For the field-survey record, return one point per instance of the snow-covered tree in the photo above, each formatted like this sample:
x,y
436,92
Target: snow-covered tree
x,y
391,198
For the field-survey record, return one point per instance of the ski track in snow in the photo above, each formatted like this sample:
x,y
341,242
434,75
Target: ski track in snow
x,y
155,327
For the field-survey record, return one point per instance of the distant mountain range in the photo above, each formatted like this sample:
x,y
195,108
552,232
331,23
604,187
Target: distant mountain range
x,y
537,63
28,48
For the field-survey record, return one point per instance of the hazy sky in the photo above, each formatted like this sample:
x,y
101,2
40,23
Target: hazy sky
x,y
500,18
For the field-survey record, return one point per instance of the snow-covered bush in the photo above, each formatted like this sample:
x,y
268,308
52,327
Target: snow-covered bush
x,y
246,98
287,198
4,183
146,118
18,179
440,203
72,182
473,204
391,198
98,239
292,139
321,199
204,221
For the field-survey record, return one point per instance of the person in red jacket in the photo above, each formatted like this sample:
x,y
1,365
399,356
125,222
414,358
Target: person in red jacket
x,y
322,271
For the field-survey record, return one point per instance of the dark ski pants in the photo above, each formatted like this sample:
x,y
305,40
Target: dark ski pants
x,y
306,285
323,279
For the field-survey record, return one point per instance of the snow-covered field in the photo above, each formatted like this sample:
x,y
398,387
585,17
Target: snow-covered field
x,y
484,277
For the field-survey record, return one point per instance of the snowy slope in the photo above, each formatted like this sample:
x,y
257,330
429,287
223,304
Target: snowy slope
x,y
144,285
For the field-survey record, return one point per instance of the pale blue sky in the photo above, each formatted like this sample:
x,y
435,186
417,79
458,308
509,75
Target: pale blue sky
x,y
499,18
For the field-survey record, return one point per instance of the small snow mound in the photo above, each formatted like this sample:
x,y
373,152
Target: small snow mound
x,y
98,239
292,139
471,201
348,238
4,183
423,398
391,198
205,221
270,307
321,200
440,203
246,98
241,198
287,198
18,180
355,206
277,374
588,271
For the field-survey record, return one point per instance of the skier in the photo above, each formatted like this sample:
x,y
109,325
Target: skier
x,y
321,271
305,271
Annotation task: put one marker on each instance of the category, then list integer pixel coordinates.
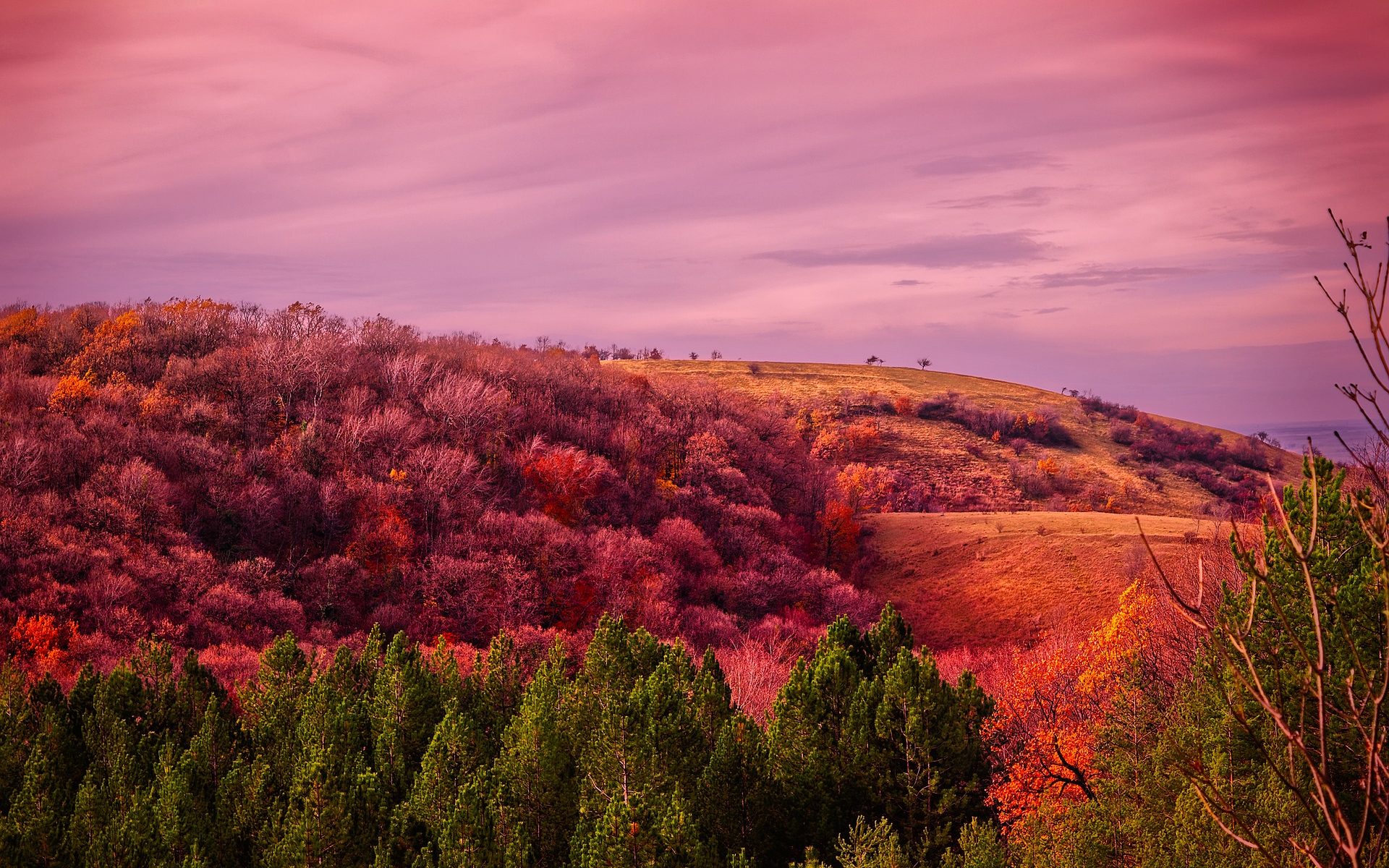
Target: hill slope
(963, 469)
(990, 579)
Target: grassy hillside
(966, 469)
(990, 579)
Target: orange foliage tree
(838, 534)
(383, 542)
(1052, 712)
(43, 641)
(564, 480)
(71, 393)
(867, 488)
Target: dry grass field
(988, 581)
(972, 471)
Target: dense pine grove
(632, 756)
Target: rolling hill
(1003, 576)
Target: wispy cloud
(1100, 276)
(1023, 197)
(945, 252)
(984, 164)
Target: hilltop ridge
(972, 472)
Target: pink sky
(1120, 196)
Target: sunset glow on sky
(1129, 197)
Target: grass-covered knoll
(959, 467)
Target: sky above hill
(1121, 197)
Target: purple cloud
(975, 164)
(946, 252)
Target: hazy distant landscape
(694, 435)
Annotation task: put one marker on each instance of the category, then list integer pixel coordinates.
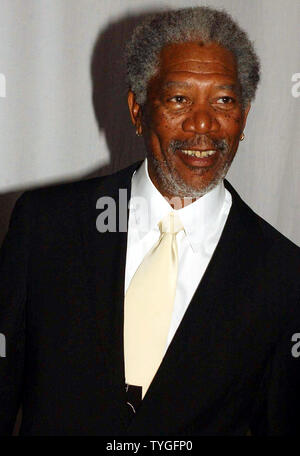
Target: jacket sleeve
(277, 409)
(14, 261)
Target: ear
(135, 112)
(245, 115)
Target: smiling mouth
(198, 153)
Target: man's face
(192, 119)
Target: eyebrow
(187, 84)
(228, 87)
(175, 83)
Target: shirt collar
(200, 219)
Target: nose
(200, 121)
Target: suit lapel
(105, 258)
(206, 329)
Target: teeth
(198, 153)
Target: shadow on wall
(109, 98)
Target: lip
(198, 162)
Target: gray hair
(189, 24)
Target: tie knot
(170, 224)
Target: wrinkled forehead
(197, 57)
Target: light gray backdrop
(63, 111)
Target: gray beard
(174, 185)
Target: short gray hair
(189, 24)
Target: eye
(226, 100)
(178, 99)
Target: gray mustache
(219, 144)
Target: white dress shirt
(203, 223)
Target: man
(184, 324)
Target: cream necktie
(148, 306)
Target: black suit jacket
(229, 367)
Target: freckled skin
(193, 98)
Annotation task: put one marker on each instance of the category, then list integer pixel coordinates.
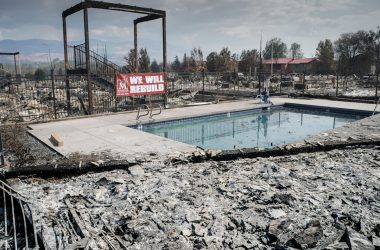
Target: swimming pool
(251, 128)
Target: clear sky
(208, 24)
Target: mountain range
(37, 50)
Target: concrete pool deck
(108, 134)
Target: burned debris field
(264, 135)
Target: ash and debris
(22, 150)
(325, 200)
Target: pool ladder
(149, 111)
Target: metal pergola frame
(150, 14)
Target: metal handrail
(153, 114)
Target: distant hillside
(36, 50)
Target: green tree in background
(130, 67)
(213, 62)
(176, 65)
(325, 55)
(154, 67)
(248, 60)
(295, 50)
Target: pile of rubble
(326, 200)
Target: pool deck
(109, 135)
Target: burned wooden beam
(111, 6)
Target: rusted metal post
(14, 223)
(14, 58)
(68, 103)
(337, 84)
(377, 84)
(5, 218)
(280, 80)
(203, 84)
(164, 57)
(235, 75)
(87, 48)
(135, 47)
(25, 225)
(53, 92)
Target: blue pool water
(249, 129)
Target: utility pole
(261, 39)
(271, 65)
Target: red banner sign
(140, 84)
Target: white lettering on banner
(146, 88)
(154, 79)
(122, 84)
(135, 79)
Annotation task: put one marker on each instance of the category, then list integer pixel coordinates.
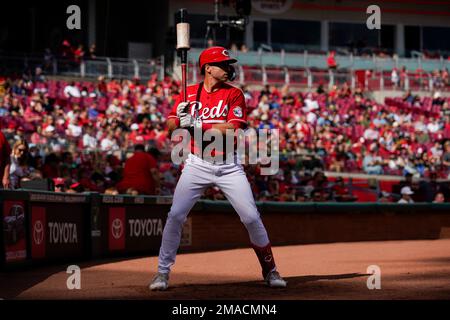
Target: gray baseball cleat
(274, 280)
(160, 282)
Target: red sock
(265, 258)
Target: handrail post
(110, 73)
(136, 68)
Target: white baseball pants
(196, 176)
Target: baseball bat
(182, 47)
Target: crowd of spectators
(80, 134)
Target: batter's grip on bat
(265, 258)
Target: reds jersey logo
(214, 113)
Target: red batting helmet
(214, 55)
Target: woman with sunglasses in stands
(19, 168)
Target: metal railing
(92, 68)
(307, 60)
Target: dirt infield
(409, 270)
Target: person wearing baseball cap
(406, 195)
(213, 104)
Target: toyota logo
(38, 232)
(117, 228)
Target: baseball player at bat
(221, 106)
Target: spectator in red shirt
(140, 173)
(5, 161)
(331, 61)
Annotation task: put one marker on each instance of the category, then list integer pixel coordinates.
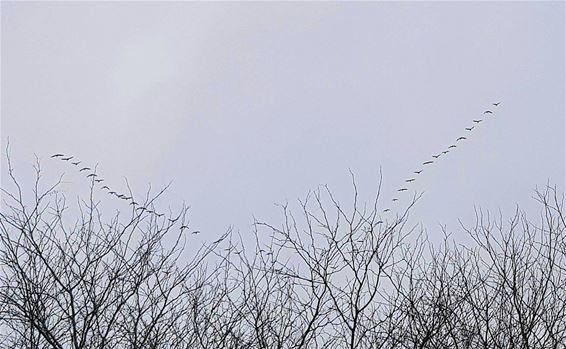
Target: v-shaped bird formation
(95, 178)
(490, 113)
(91, 174)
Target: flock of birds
(92, 175)
(435, 157)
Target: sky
(244, 105)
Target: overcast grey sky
(243, 105)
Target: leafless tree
(90, 282)
(329, 275)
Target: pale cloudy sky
(243, 105)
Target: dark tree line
(331, 275)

※

Retype the full listing above precisely. Exclude each picture you find in it.

Solution:
For the field-survey record, return one point per instance of the snow-covered tree in the photo above, each formatted like this sample:
x,y
436,92
Target: snow-covered tree
x,y
391,198
For the field-survey record, return one point per instance of the ski track in snow in the photo above, each formatted like this sample:
x,y
341,242
434,75
Target: ski track in snow
x,y
155,327
For the field-survey record, return one point per instance of the distant mountain range in the photo above, each formatted like this sample:
x,y
195,108
552,232
331,23
604,187
Target: distant mountain range
x,y
537,63
28,48
For the field-survey record, return one point per instance of the hazy sky in the photo above, each formatted like this sample:
x,y
101,2
40,23
Target: hazy sky
x,y
500,18
For the field-survey record, return one point per instance of the snow-covered bush in the photo above, each formatted like this sample:
x,y
268,308
52,327
Target: snow-covered bush
x,y
246,98
287,198
4,183
146,118
18,179
440,203
72,182
473,204
391,198
98,239
292,139
321,199
204,221
For the field-survey record, return one point per instance of the person in red jacket in the photo above, each formatted like this sample:
x,y
1,365
399,356
125,222
414,358
Target: person in red jacket
x,y
322,271
For the field-survey record, return one point per instance of the dark ski pants in the photo above, each formatted like this sample:
x,y
305,40
Target: dark ski pants
x,y
306,285
323,279
For the field-survey record, return one point per instance of the snow-covered field in the photo above, each formatted like this sample:
x,y
398,387
585,17
Target: snow-covered field
x,y
484,277
For the field-survey record, return one point per instance of the snowy slope in the photo above, each formatted like this sample:
x,y
257,330
429,287
223,304
Target: snowy slope
x,y
144,285
For the field-survey record, return one point per instance of the pale blue sky in the photo above, each formatted like this sample:
x,y
435,186
417,79
458,308
509,75
Target: pale blue sky
x,y
499,18
For the field-survey record, return one point per instance of the small snow mound in the photo above, each formatted like this sample:
x,y
373,152
Target: small snow mound
x,y
98,239
292,139
471,201
348,238
4,183
423,398
391,198
205,221
270,307
321,200
440,203
246,98
241,198
287,198
18,180
355,206
277,374
588,271
For the field-survey record, return one point per instance of the skier in the photo above, each formatted like this sample:
x,y
109,325
Target: skier
x,y
321,271
305,271
Annotation task: put one marker on each instance of the category, then list integer pixel coordinates.
Target: hill slope
(963, 469)
(990, 579)
Target: grassy hillside
(966, 469)
(990, 579)
Target: orange foliage tree
(838, 534)
(383, 542)
(1052, 712)
(43, 641)
(564, 480)
(71, 393)
(867, 488)
Target: dry grass field
(988, 581)
(972, 471)
Target: dense pine grove
(632, 756)
Target: rolling hill
(1003, 576)
Target: wispy cloud
(1100, 276)
(1023, 197)
(945, 252)
(984, 164)
Target: hilltop ridge
(972, 472)
Target: pink sky
(1120, 196)
Target: sunset glow on sky
(1129, 197)
Target: grass-covered knoll
(959, 467)
Target: sky above hill
(1121, 197)
Target: purple cloud
(975, 164)
(946, 252)
Target: hazy distant landscape
(694, 435)
Annotation task: put one marker on each instance of the category, then list integer pixel coordinates.
Target: jacket sleeve
(277, 409)
(14, 261)
Target: ear
(135, 112)
(245, 115)
Target: smiling mouth
(198, 153)
Target: man's face
(192, 119)
Target: eyebrow
(187, 84)
(228, 87)
(175, 83)
Target: shirt collar
(200, 219)
Target: nose
(200, 121)
Target: suit lapel
(105, 258)
(206, 329)
Target: teeth
(198, 153)
Target: shadow on wall
(109, 98)
Target: lip
(198, 162)
Target: gray hair
(189, 24)
Target: tie knot
(170, 224)
Target: wrinkled forehead
(197, 57)
Target: light gray backdrop
(63, 111)
Target: gray beard
(174, 185)
Target: short gray hair
(189, 24)
Target: eye
(226, 100)
(178, 99)
Target: gray mustache
(219, 144)
Target: white dress shirt
(203, 223)
Target: man
(184, 324)
Target: cream necktie
(148, 306)
Target: black suit jacket
(229, 367)
Target: freckled skin
(193, 98)
Annotation task: put one marker on each instance of the category, then list integer pixel coordinates.
Target: swimming pool
(251, 128)
Target: clear sky
(208, 24)
Target: mountain range
(37, 50)
Target: concrete pool deck
(108, 134)
Target: burned debris field
(264, 135)
Target: ash and debris
(22, 150)
(325, 200)
Target: pool ladder
(149, 111)
Target: metal pergola frame
(150, 14)
Target: metal handrail
(153, 114)
Target: distant hillside
(36, 50)
Target: green tree in background
(130, 67)
(213, 62)
(176, 65)
(325, 55)
(154, 67)
(248, 60)
(295, 50)
Target: pile of rubble
(326, 200)
Target: pool deck
(109, 135)
Target: burned wooden beam
(111, 6)
Target: rusted metal post
(14, 223)
(14, 58)
(68, 103)
(337, 84)
(377, 84)
(5, 218)
(280, 80)
(203, 84)
(164, 57)
(235, 75)
(87, 48)
(135, 47)
(25, 225)
(53, 92)
Target: blue pool water
(249, 129)
Target: utility pole
(261, 39)
(271, 65)
Target: red banner sign
(140, 84)
Target: white lettering on banner
(146, 88)
(154, 79)
(122, 84)
(135, 79)
Annotation task: put one marker on each instance of the category, then list integer pixel coordinates.
Target: gray baseball cleat
(274, 280)
(160, 282)
Target: red sock
(265, 258)
Target: handrail post
(110, 73)
(136, 68)
Target: white baseball pants
(196, 176)
Target: baseball bat
(182, 47)
Target: crowd of spectators
(80, 134)
Target: batter's grip on bat
(265, 258)
Target: reds jersey logo
(214, 113)
Target: red batting helmet
(214, 55)
Target: woman with sunglasses in stands
(19, 168)
Target: metal railing
(92, 68)
(307, 60)
Target: dirt infield
(409, 270)
Target: person wearing baseball cap
(406, 195)
(213, 104)
Target: toyota logo
(38, 232)
(117, 228)
Target: baseball player at bat
(221, 106)
Target: spectator in red shirt
(140, 173)
(5, 161)
(331, 61)
Annotation task: put one marker on each instance of the category, then list integer pixel coordinates.
Target: v-shaped bird formation
(95, 178)
(490, 113)
(91, 174)
Target: flock of birds
(92, 175)
(435, 157)
Target: sky
(244, 105)
Target: overcast grey sky
(243, 105)
Target: leafless tree
(90, 282)
(329, 275)
Target: pale cloudy sky
(243, 105)
Target: dark tree line
(331, 275)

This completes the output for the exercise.